#### [STATED PROBLEM]
Write out all the entries word for word and omit any pictures.

+++

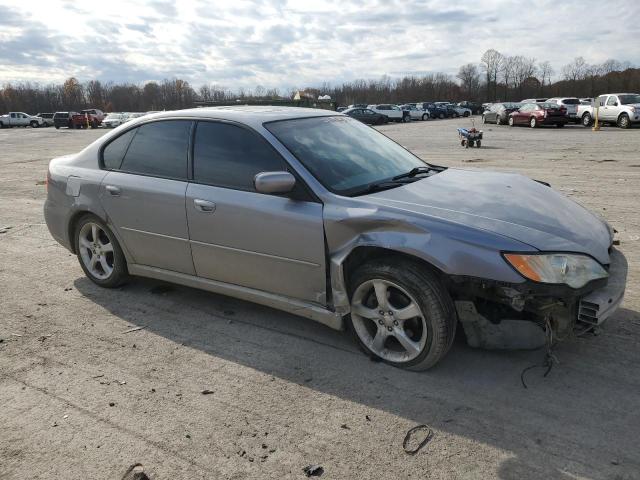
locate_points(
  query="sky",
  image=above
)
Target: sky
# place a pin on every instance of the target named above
(290, 43)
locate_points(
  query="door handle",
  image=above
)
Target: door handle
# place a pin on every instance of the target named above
(204, 205)
(113, 190)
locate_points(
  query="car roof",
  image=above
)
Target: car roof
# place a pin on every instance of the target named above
(250, 114)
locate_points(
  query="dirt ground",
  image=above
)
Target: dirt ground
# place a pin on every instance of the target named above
(80, 398)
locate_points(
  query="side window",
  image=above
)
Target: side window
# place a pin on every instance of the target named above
(159, 149)
(115, 150)
(229, 156)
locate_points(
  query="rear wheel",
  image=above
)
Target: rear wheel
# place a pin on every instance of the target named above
(401, 314)
(623, 121)
(99, 253)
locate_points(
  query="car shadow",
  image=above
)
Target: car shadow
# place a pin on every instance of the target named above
(553, 427)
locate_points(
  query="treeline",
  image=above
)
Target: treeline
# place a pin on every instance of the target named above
(495, 77)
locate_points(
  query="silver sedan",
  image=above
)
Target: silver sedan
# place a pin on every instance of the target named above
(314, 213)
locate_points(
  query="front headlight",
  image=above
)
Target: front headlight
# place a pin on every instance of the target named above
(570, 269)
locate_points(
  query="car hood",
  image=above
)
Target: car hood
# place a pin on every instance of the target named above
(508, 204)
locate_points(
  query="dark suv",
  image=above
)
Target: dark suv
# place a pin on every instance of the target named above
(63, 119)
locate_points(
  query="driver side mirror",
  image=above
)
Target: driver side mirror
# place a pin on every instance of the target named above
(274, 182)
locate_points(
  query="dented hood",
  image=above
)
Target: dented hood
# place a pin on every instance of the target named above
(508, 204)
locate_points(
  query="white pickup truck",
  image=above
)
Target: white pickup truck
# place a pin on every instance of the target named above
(20, 119)
(622, 109)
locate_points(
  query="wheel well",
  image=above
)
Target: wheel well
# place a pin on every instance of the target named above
(361, 255)
(73, 221)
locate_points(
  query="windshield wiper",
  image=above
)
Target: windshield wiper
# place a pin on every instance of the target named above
(413, 172)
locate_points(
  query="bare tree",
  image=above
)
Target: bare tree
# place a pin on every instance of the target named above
(576, 70)
(470, 78)
(491, 63)
(545, 72)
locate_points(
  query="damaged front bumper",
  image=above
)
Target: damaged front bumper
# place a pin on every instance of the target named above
(529, 315)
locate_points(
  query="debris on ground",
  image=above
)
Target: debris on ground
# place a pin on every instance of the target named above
(409, 436)
(134, 329)
(135, 472)
(313, 470)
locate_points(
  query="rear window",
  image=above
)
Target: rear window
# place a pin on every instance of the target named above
(159, 149)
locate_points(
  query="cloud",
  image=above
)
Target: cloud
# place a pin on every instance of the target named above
(284, 43)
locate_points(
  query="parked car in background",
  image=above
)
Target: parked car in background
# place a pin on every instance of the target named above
(366, 115)
(498, 113)
(414, 112)
(20, 119)
(435, 111)
(363, 235)
(571, 104)
(621, 109)
(538, 114)
(533, 100)
(393, 112)
(113, 120)
(476, 108)
(128, 116)
(47, 119)
(66, 119)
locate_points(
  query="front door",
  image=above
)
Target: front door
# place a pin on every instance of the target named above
(144, 193)
(265, 242)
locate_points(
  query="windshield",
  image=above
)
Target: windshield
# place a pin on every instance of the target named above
(629, 99)
(342, 153)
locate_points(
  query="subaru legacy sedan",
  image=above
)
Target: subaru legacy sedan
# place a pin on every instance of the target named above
(314, 213)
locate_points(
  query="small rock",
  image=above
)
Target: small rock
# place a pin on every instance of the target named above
(313, 470)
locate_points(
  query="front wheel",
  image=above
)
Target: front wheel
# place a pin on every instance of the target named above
(623, 121)
(401, 314)
(99, 253)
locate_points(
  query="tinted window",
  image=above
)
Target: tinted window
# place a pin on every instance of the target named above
(342, 153)
(115, 150)
(159, 149)
(229, 156)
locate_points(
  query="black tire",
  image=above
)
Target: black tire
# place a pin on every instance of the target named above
(120, 273)
(623, 121)
(433, 300)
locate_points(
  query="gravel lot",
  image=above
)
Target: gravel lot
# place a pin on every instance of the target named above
(82, 399)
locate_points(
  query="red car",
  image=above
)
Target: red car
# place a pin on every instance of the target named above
(536, 114)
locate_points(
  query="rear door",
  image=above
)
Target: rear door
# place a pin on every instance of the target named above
(144, 193)
(273, 243)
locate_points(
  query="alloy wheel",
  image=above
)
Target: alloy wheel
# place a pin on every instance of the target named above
(96, 250)
(388, 320)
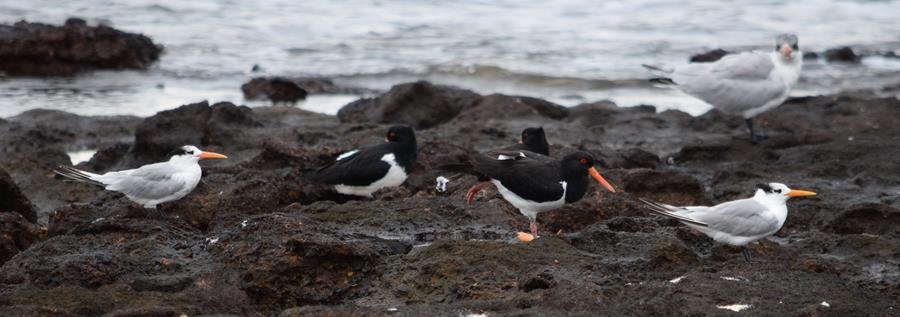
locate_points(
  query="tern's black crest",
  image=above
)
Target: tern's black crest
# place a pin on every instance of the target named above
(366, 165)
(537, 178)
(765, 187)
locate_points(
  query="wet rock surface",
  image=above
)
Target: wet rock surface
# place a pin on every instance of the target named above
(254, 238)
(35, 49)
(274, 89)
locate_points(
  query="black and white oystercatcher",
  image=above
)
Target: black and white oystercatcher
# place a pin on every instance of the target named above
(737, 222)
(151, 184)
(534, 185)
(362, 172)
(533, 140)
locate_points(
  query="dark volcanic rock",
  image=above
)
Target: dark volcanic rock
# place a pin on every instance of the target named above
(710, 56)
(844, 54)
(35, 49)
(274, 89)
(875, 219)
(13, 200)
(16, 234)
(420, 105)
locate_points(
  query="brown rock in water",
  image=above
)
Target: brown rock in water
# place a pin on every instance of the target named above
(255, 239)
(274, 89)
(13, 200)
(420, 105)
(36, 49)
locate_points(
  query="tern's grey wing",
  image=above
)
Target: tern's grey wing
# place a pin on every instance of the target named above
(154, 181)
(736, 83)
(745, 217)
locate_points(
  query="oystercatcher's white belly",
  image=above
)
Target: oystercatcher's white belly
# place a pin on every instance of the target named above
(527, 207)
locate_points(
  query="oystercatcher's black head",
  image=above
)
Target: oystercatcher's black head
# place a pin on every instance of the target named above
(535, 140)
(401, 134)
(575, 165)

+++

#### [OUTPUT FOR THIS EXERCISE]
locate_points(
  query="sky",
  image=above
)
Target: sky
# place a pin on every instance of the target named above
(290, 43)
locate_points(
  query="door handle",
  image=above
)
Target: door handle
# place a pin on every instance of the target named above
(204, 205)
(113, 190)
locate_points(
  query="car roof",
  image=above
)
Target: car roof
# place a pin on every instance of the target named above
(250, 114)
locate_points(
  query="dirt ground",
  image=above
)
Target: dirt ground
# place a pin on every instance of the target named above
(80, 398)
locate_points(
  query="side window",
  image=above
)
Target: side window
# place a pin on every instance of the target named above
(159, 149)
(115, 150)
(229, 156)
locate_points(
  query="rear wheel",
  image=above
)
Target: rear wheel
# place a pin on every instance of the target named above
(401, 314)
(623, 121)
(99, 253)
locate_points(
  query="car shadow",
  image=above
)
Target: car shadow
# place a pin on every instance of the target named above
(553, 427)
locate_points(
  query="treeline",
  image=above
)
Target: treeline
# place a pin on every instance of the target named above
(495, 77)
locate_points(
  query="silver sedan",
  image=above
)
Target: silver sedan
# place a pin on every instance of the target named above
(314, 213)
locate_points(
  query="front headlight",
  image=above
)
Target: front headlight
# place a pin on every instance of the target named above
(570, 269)
locate_points(
  query="car hood",
  image=above
)
Target: car hood
# place a pin on every instance of the target named above
(508, 204)
locate_points(
  query="dark suv",
  image=above
)
Target: dark suv
# place a pin on every instance of the target named above
(63, 119)
locate_points(
  query="driver side mirror",
  image=above
)
Target: driver side mirror
# place a pin on every instance of the target named above
(274, 182)
locate_points(
  query="dented hood",
  image=above
)
Target: dented hood
# place a pin on every instance of the target named above
(508, 204)
locate_points(
  query="white pickup truck",
  image=above
)
Target: white pickup truck
# place a pin on every instance of the target named above
(20, 119)
(622, 109)
locate_points(
  query="wheel well",
  image=above
)
Target: wheel well
# place a pin on every instance of the target named above
(361, 255)
(73, 221)
locate_points(
  query="windshield wiper",
  image=above
)
Target: windshield wiper
# place a pin on every instance of the target named above
(413, 172)
locate_points(
  query="bare tree",
  image=above
)
Target: bare tree
# place a pin on every instance of the target named above
(576, 70)
(470, 78)
(491, 63)
(545, 72)
locate_points(
  query="damaged front bumper",
  image=above
)
Target: damaged front bumper
# place a pin on every instance of the target named above
(529, 315)
locate_points(
  query="debris on ground",
  image=above
)
Target: debris on ground
# place a pin on every instance of the target named above
(409, 436)
(134, 329)
(135, 472)
(313, 470)
locate_points(
  query="rear window",
  image=above
)
Target: rear window
# place a pin on every instance of the target named above
(159, 149)
locate_points(
  query="cloud",
  image=above
)
Target: cloud
# place a pin on every instance of the target named above
(284, 43)
locate_points(
  query="parked car in background",
  image=above
)
Target: parked car in background
# place a pin on every instance of the target named above
(366, 115)
(498, 113)
(414, 112)
(20, 119)
(435, 111)
(363, 235)
(571, 104)
(621, 109)
(538, 114)
(533, 100)
(393, 112)
(113, 120)
(476, 108)
(128, 116)
(47, 119)
(66, 119)
locate_points(
  query="front door",
  image=above
)
Target: front door
# place a pin on every instance of the target named above
(144, 193)
(265, 242)
locate_points(
  query="windshield",
  image=above
)
Target: windshield
# place a pin on every instance of the target named above
(629, 99)
(342, 153)
locate_points(
  query="subaru legacy sedan",
  image=above
)
Target: subaru legacy sedan
# place a pin on every instance of the target named above
(314, 213)
locate_points(
  query="small rock",
  image=above
)
Target: small rock
# place a pin on every instance of the target named above
(313, 470)
locate_points(
  query="front wheel",
  image=above
)
Target: front wheel
# place a pin on every instance of the target named above
(623, 121)
(401, 314)
(99, 253)
locate_points(
  query="tinted window",
  image=above
)
Target: tinted window
# place a pin on every instance of the target named above
(342, 153)
(115, 150)
(159, 149)
(229, 156)
locate_points(
  query="black tire",
  image=above
)
Target: black tire
# place a pin on every instance of the target named above
(120, 273)
(623, 121)
(433, 300)
locate_points(
  query="gravel lot",
  image=above
)
Target: gravel lot
# place a pin on every instance of the target named above
(82, 399)
locate_points(
  query="red car",
  image=above
)
Target: red car
# place a pin on every instance of the target named above
(536, 114)
locate_points(
  query="rear door",
  image=above
)
Target: rear door
# place a pin on every instance of the target named above
(144, 193)
(273, 243)
locate_points(
  query="alloy wheel",
  image=above
)
Target: alloy wheel
# place a pin on every instance of the target named above
(96, 250)
(388, 320)
locate_points(
  query="tern's black crest",
  image=above
)
Target: tern's black crest
# place a pin on every instance of the target named above
(366, 165)
(537, 178)
(765, 187)
locate_points(
  query="wet rock surface",
  image=above
)
Target: wet rock surface
# place a pin on every instance of the target named above
(254, 238)
(35, 49)
(274, 89)
locate_points(
  query="black and white oystercatcher",
  image=above
)
Target: black and white oystercatcher
# place a pin on every instance of the target named above
(737, 222)
(151, 184)
(534, 185)
(362, 172)
(533, 140)
locate_points(
  query="dark volcanic rock",
  image=above
)
Target: dark volcanic rock
# place a pin on every instance of the target named above
(710, 56)
(844, 54)
(35, 49)
(274, 89)
(875, 219)
(13, 200)
(16, 234)
(420, 105)
locate_points(
  query="brown rock in water",
  image=above
)
Target: brown rock in water
# place a pin on every instance of the target named above
(255, 239)
(274, 89)
(13, 200)
(420, 105)
(36, 49)
locate_points(
  query="tern's grey wing",
  image=above
)
Target: tern's grey wing
# place a pin on every instance of the target named above
(154, 181)
(736, 83)
(745, 217)
locate_points(
  query="oystercatcher's white belly",
  image=above
)
Target: oystercatcher's white belly
# place a pin on every instance of the target named above
(527, 207)
locate_points(
  query="oystercatcher's black head",
  image=above
)
Target: oystercatcher's black head
# place a pin on every instance of the target named above
(535, 140)
(401, 134)
(575, 165)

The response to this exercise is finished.